WHAT YOU NEED TO DO -
Turn the lines below into a numbered list, omitting any blank lines.

[Records of labeled boxes]
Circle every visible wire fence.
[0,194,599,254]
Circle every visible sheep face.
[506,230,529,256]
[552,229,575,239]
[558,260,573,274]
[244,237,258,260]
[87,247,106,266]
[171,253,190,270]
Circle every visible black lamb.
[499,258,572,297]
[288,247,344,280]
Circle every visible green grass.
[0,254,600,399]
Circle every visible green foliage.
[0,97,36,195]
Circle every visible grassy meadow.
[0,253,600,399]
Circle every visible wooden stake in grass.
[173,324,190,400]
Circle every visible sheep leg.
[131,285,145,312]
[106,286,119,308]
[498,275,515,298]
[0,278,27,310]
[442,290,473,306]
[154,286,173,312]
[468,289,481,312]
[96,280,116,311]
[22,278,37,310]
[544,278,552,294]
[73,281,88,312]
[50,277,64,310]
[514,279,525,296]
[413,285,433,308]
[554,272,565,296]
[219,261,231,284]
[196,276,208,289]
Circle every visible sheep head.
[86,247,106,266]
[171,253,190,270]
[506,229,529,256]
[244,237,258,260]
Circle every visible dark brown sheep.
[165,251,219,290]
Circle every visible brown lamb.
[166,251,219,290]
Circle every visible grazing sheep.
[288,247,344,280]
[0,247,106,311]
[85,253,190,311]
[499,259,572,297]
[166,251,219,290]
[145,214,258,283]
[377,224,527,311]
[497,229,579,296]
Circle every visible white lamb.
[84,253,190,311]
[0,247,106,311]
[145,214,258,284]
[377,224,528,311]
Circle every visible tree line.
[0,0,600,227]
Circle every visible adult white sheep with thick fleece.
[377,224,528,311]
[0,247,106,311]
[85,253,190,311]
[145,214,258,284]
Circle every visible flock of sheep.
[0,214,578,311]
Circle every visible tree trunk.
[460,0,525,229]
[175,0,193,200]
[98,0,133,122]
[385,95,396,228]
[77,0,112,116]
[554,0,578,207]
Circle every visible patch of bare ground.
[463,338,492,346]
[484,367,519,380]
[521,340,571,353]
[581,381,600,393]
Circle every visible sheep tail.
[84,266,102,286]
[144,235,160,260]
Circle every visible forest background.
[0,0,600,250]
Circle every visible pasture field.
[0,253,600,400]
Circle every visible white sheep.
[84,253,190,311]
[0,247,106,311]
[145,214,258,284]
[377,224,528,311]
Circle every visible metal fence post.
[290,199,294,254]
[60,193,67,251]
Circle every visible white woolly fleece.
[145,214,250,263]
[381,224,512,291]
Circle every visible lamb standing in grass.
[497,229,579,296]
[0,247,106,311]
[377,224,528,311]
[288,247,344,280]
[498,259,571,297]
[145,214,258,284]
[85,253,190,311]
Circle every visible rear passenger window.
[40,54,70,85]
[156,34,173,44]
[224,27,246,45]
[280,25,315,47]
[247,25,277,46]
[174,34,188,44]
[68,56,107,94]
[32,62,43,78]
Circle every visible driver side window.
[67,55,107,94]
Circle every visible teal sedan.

EXERCISE RESPONSE -
1. Circle every visible wire fence.
2. [0,194,599,254]
3. Circle every visible sheep face.
4. [506,230,529,256]
5. [552,229,575,239]
6. [558,260,573,274]
7. [244,237,258,260]
8. [87,247,106,266]
9. [171,253,190,270]
10. Circle every visible black lamb.
11. [499,258,572,297]
12. [288,247,344,280]
13. Circle every visible green grass.
14. [0,254,600,399]
15. Circle every visible green foliage.
16. [0,97,36,195]
17. Circle every visible grassy meadow.
18. [0,253,600,399]
19. Circle every visible wooden stake in grass.
20. [173,324,190,400]
21. Circle every visible sheep leg.
22. [131,285,145,312]
23. [106,286,119,308]
24. [498,275,515,298]
25. [0,278,27,310]
26. [442,290,473,306]
27. [154,286,173,312]
28. [468,289,481,312]
29. [96,280,116,311]
30. [22,278,37,310]
31. [544,278,552,294]
32. [73,281,88,312]
33. [50,277,64,310]
34. [514,279,525,296]
35. [413,285,433,308]
36. [554,272,565,296]
37. [219,261,231,284]
38. [196,276,208,289]
39. Circle every visible sheep head.
40. [86,247,106,266]
41. [171,253,190,270]
42. [506,229,529,256]
43. [244,237,258,260]
44. Circle every visible dark brown sheep.
45. [165,251,219,290]
46. Circle every visible brown lamb.
47. [166,251,219,290]
48. Circle every visible grazing sheep.
49. [288,247,344,280]
50. [0,247,106,311]
51. [85,253,190,311]
52. [499,259,572,297]
53. [166,251,219,290]
54. [145,214,258,283]
55. [377,224,527,311]
56. [497,229,579,296]
57. Circle every visible white lamb.
58. [84,253,190,311]
59. [0,247,106,311]
60. [145,214,258,284]
61. [377,224,528,311]
62. Circle every visible tree line.
63. [0,0,600,227]
64. Circle every visible adult white sheep with thick fleece.
65. [377,224,528,311]
66. [0,247,106,311]
67. [85,253,190,311]
68. [145,214,258,284]
69. Circle every visible flock of sheep.
70. [0,214,578,311]
71. Circle every visible tree trunk.
72. [460,0,525,229]
73. [175,0,193,200]
74. [98,0,133,122]
75. [385,95,396,228]
76. [77,0,112,116]
77. [554,0,578,207]
78. Circle every visible patch of bare ground.
79. [463,338,492,346]
80. [484,367,519,380]
81. [521,340,571,353]
82. [581,381,600,393]
83. Circle every visible sheep tail.
84. [84,266,102,286]
85. [144,235,160,260]
86. Circle every visible forest background.
87. [0,0,600,250]
88. Circle every visible pasture field.
89. [0,253,600,400]
90. Circle every visible white sheep.
91. [84,253,190,311]
92. [0,247,106,311]
93. [145,214,258,284]
94. [377,224,528,311]
95. Circle every visible metal fence post.
96. [290,199,294,254]
97. [60,193,67,251]
98. Circle every visible white woolly fleece.
99. [145,214,250,263]
100. [381,224,512,291]
101. Circle every visible lamb standing in grass.
102. [497,229,579,296]
103. [0,247,106,311]
104. [377,224,528,311]
105. [288,247,344,280]
106. [498,259,571,297]
107. [145,214,258,284]
108. [85,253,190,311]
109. Circle every visible rear passenger window.
110. [40,54,70,85]
111. [156,34,173,44]
112. [224,27,246,45]
113. [280,25,315,47]
114. [247,25,277,46]
115. [174,34,188,44]
116. [68,56,107,94]
117. [32,62,43,78]
118. Circle every visible driver side window.
119. [67,55,107,94]
120. Circle every visible teal sedan.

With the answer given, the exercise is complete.